--- Recorded data ---
········

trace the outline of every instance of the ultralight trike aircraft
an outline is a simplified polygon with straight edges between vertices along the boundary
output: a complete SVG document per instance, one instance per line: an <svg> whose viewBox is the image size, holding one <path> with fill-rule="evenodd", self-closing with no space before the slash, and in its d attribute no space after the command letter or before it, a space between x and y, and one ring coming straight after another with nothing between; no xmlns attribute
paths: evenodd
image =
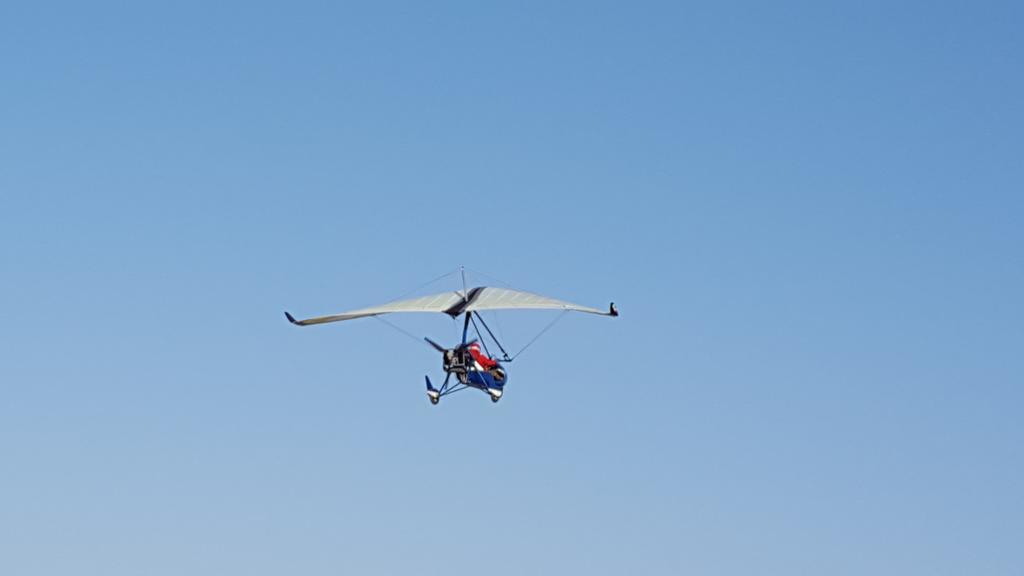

········

--- Work instructions ---
Repeat every line of the data word for word until you have repeated the line that contains "an outline is", which is the last one to include.

--- Output of the task ---
trace the outline of every instance of the ultralight trike aircraft
an outline is a simplified polygon with straight edges between vertices along the boundary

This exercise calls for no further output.